▶ [Tasks to perform]
a) Can you write out the entries that follow the article on brainstorming word for word, leaving out the pictures?
b) What comes next in the article on brainstorming? Continue it from its last sentence.
____ Excerpt provided
The concepts and opinions presented in this article are informed by my long-running and wide-ranging inquiry into how the new comes into being, beyond models and methods (read more), coupled with more than 30 years of experience as an innovation consultant working with a variety of clients including Diageo, European Commission, McCain Foods, NHS and Shell.

Further, for seven years I was a member of the team that taught the Creative Problem Solving module of the MA in Managing Change at University of Brighton. The founding fathers of the creative problem solving discipline were Sid Parnes, and Alex Osborn, the inventor of brainstorming.

I hope you will find the article stimulating, insightful and useful.

Contents

Creative and synthetic forms of imagination: each has its place

Producing ideas through synthetic imagination

Osborn’s brainstorming method

Issues with brainstorming

Why Newcreators reject brainstorming

Deploying synthetic imagination in groups without using brainstorming

Producing breakthrough ideas through creative imagination

Some research studies and scholarly works

Creative and synthetic forms of imagination: each has its place

View The Parable of the Ox Read about the creative power named Imagination Read about the creative power named Conceptualisation Read about the seven creative powers Read about the two forms of imagination: creative and synthetic
Sometimes a modest idea is all that’s required. The answer lies inside us and we just need to bring it to the surface by means of what author Napoleon Hill calls synthetic imagination.

Producing ideas through synthetic imagination

Through the faculty of synthetic imagination, one may arrange old concepts, ideas, or plans into new combinations. This faculty creates nothing. It merely works with the material of experience, education, and observation with which it is fed. It is the faculty used most by the inventor, with the exception of he who draws upon the creative imagination, when he cannot solve his problem through synthetic imagination.

Napoleon Hill, Think and Grow Rich
View more quotes about brainstorming and related matters

One can say that the nagual ² accounts for creativity,” [don Juan] finally said and looked at me piercingly. “The nagual is the only part of us that can create.”

He remained quiet, looking at me. I felt he was definitely leading me into an area I had wished he would elucidate further. He had said that the tonal ² did not create anything, but only witnessed and assessed. I asked how he explained the fact that we construct superb structures and machines.

“That’s not creativity,” he said. “That’s only molding.”

The tonal and the nagual, excerpted from Tales of Power by Carlos Castaneda
2. The nagual corresponds with creative imagination and the tonal with synthetic imagination. Find out more
SCAMPER, originated by Alex Osborn
When businesses and nonprofit organisations are seeking ideas, a diverge–converge ideation method such as brainstorming is usually employed, sometimes in conjunction with SCAMPER or another tool, to help people generate a wide range of options.
________
____ Working data
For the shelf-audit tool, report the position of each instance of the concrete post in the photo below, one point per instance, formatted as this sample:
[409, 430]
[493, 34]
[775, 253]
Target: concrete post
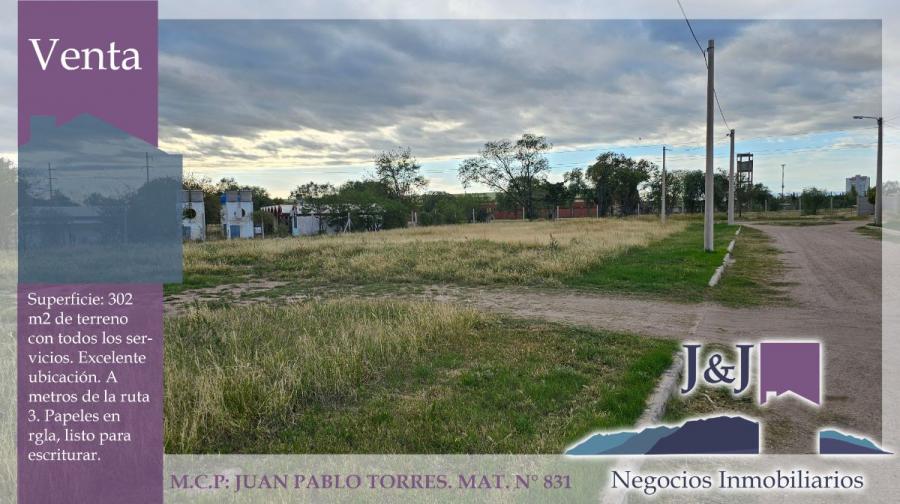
[709, 198]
________
▶ [Responses per task]
a)
For the shelf-audit tool, report the position of each instance of the concrete post in the photo below, one point per instance, formatted as this sample:
[409, 430]
[493, 34]
[775, 253]
Target: concrete post
[709, 198]

b)
Idea generation carried out in a group setting is the norm, even though an idea is conceived in the mind of an individual. A team will elaborate the initial idea into a fully formed concept and bring it to fruition, but conception is a solo activity.

When idea generation work (“diverge”) is complete, the options are evaluated and the most promising one is selected (“converge”) for further development and eventual introduction.

Brainstorming and other diverge-converge methods enable group members to recall and repurpose buried thoughts, connect disparate notions, and combine existing ideas into new ones — a process known as combinatorial creativity.

In a brainstorm the default method of finding ideas is by free association. The group having been given the problem or challenge statement, seek ideas in a spontaneous, accidental fashion through internal ‘semantic networks’ of association connecting the challenge to other words, phrases, concepts and experiences they can recall from memory.

Kevin Byron, Creative reflections on brainstorming, London Review of Education, Vol. 10, No. 2, July 2012, 201–213
View more quotes about brainstorming and related matters
I am not using the word brainstorming to mean several people sat around a table, tossing out ideas willy-nilly and arguing about which one to pursue, as seen in reality TV shows such as The Apprentice and Gordon Ramsay’s Future Food Stars. Rather, I am talking about the rules-based process invented in the late 1930s by Alex Osborn, co-founder of the US advertising agency that became BBDO.

Osborn’s brainstorming method

Osborn’s brainstorming method is founded on his belief that quantity breeds quality, and his brainstorming rules are designed to maximise the quantity of ideas generated.

These are the rules:

  • Criticism is ruled out.
  • Quantity is wanted.
  • Freewheeling is welcomed.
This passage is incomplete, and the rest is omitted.